[Entries for labeling bounding boxes]

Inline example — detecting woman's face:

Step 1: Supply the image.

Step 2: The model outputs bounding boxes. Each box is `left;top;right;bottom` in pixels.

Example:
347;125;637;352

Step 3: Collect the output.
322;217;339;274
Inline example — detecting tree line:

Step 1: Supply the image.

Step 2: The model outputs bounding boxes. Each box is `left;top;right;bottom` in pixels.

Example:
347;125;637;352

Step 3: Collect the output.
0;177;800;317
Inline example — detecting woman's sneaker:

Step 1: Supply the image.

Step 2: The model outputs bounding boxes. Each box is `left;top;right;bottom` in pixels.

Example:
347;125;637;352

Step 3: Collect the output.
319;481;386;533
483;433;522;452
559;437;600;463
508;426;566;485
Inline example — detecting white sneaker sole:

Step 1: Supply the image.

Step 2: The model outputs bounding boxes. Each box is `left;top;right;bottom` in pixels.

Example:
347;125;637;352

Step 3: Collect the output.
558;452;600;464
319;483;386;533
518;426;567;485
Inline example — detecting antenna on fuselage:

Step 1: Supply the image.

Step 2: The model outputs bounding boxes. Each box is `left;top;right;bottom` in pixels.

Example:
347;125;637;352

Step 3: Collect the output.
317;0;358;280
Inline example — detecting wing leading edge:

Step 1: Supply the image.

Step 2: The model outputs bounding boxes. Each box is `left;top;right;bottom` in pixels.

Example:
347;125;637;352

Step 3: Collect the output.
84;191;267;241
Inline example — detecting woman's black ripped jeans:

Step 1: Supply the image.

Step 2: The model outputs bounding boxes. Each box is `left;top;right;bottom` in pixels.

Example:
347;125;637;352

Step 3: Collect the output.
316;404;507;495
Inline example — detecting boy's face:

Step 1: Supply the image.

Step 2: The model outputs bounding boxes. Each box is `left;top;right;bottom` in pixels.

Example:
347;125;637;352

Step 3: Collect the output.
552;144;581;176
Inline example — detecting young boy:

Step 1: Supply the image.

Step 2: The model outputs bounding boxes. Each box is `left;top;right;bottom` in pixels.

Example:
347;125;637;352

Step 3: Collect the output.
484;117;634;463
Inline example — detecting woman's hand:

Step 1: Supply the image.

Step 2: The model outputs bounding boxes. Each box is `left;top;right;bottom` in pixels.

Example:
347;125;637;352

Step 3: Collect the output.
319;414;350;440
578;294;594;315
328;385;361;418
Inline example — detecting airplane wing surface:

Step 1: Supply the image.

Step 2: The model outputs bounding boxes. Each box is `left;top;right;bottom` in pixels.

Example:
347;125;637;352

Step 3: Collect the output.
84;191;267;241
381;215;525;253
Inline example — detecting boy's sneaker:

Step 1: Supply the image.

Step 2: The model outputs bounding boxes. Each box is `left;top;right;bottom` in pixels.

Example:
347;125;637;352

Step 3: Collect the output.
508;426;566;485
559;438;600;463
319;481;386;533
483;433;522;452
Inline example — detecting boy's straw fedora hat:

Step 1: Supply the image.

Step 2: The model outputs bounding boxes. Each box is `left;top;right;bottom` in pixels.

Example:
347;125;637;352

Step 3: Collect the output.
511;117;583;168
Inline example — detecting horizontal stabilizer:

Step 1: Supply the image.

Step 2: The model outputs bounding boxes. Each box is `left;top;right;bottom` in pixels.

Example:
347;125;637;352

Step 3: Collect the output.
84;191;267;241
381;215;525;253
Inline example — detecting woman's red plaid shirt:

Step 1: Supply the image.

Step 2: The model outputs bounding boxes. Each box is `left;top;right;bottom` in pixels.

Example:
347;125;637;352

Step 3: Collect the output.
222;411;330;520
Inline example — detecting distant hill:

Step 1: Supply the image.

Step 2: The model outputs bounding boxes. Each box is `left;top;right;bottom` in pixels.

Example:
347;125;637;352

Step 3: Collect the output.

■ TASK GOAL: Write out every line of the records above, exactly as they appear, from start to finish.

■ FINAL ANSWER:
Inline example — detecting woman's face:

Step 1: Supply the image.

Step 2: The model outputs bounding boxes. Each box is `left;top;right;bottom` in pixels.

Example:
347;125;637;352

Step 3: Collect the output.
322;217;339;274
Inline example — detecting tree line:

Step 1: Supply the image.

Step 2: The model outputs bounding boxes. Each box is `left;top;right;bottom` in pixels.

Example:
347;125;637;352

Step 3: Collect the output.
0;177;800;317
Inline example — detecting woman's sneaker:

Step 1: Supply the image.

Step 2: The model outputs bounding boxes. Each box is `left;top;right;bottom` in pixels.

Example:
347;125;637;352

Step 3: Collect the output.
319;481;386;533
483;433;522;452
559;437;600;463
508;426;566;485
Inline example — detecting white sneaker sole:

Step 1: Supply the image.

Step 2: The model outputs bounding boxes. Each box is `left;top;right;bottom` in pixels.

Example:
347;125;637;352

Step 3: Collect the output.
558;452;600;464
319;483;386;533
518;426;567;485
Inline example — detecting antenna on fuselage:

Step 1: Supply the image.

Step 2: The model outputs bounding boxes. Each box is `left;top;right;bottom` in pixels.

Example:
347;125;637;352

Step 3: Collect the output.
317;0;358;280
Inline example — detecting wing leading edge:

Step 1: Supply the image.

Step 2: The model outputs bounding boxes. Each box is `left;top;right;bottom` in pixels.

Example:
347;125;637;352

Step 3: Collect the output.
84;191;267;241
Inline example — detecting woman's black ripped jeans:

Step 1: Supply the image.

Step 2: The model outputs bounding boxes. Each box is `left;top;right;bottom` in pixels.

Example:
347;125;637;352

Step 3: Collect the output.
316;404;507;495
Inline example — detecting boy's face:

Step 1: Supply the image.

Step 2: The model outputs bounding boxes. Each box is `left;top;right;bottom` in pixels.

Example:
347;125;637;352

Step 3: Collect the output.
552;144;581;176
Inline example — detecting young boy:

Step 1: Supply the image.

Step 2: The model outputs bounding boxes. Each box is `left;top;right;bottom` in pixels.

Example:
347;125;637;352

Step 3: Collect the output.
484;117;634;463
Inline example — detecting woman's hand:

Step 1: Supply the image.

Step 2: The model outputs bounding boxes. Each box is `left;top;right;bottom` in pixels.

Example:
347;125;637;352

Step 3: Collect the output.
319;414;350;440
578;294;594;315
328;385;361;418
Inline example — detecting airplane wing surface:

Step 1: Supply the image.

Step 2: The model outputs bounding boxes. Each box is `left;top;right;bottom` in pixels.

Example:
347;125;637;352

Step 3: Collect the output.
84;191;267;241
381;215;525;253
Inline example — detecting boy's sneaker:

Step 1: Supply the image.

Step 2: The model outputs bounding boxes. Each box is `left;top;right;bottom` in pixels.

Example:
347;125;637;352

Step 3: Collect the output.
508;426;566;485
559;438;600;463
319;481;386;533
483;433;522;452
Inline example — detecting boy's straw fedora hat:

Step 1: Supply the image.

Step 2: The model outputs bounding boxes. Each box is `left;top;right;bottom` in pixels.

Example:
347;125;637;352

Step 3: Collect the output.
511;117;583;168
Inline example — detecting horizontal stabilizer:

Step 1: Supply the image.

Step 2: The model outputs bounding boxes. Each box is `left;top;right;bottom` in pixels.

Example:
347;125;637;352

Step 3: Collect the output.
84;191;267;241
381;215;525;253
Inline example — detecting woman's red plaid shirt:

Step 1: Supply the image.

Step 2: The model outputs bounding boxes. Each box is `left;top;right;bottom` in pixels.

Example:
347;125;637;352

Step 3: Collect the output.
222;411;330;520
Inline example — detecting distant hill:

Step 1: Supply the image.

Step 2: The model outputs bounding boxes. Each box is `left;top;right;bottom` in pixels.

Example:
347;125;637;352

Step 3: Collect the output.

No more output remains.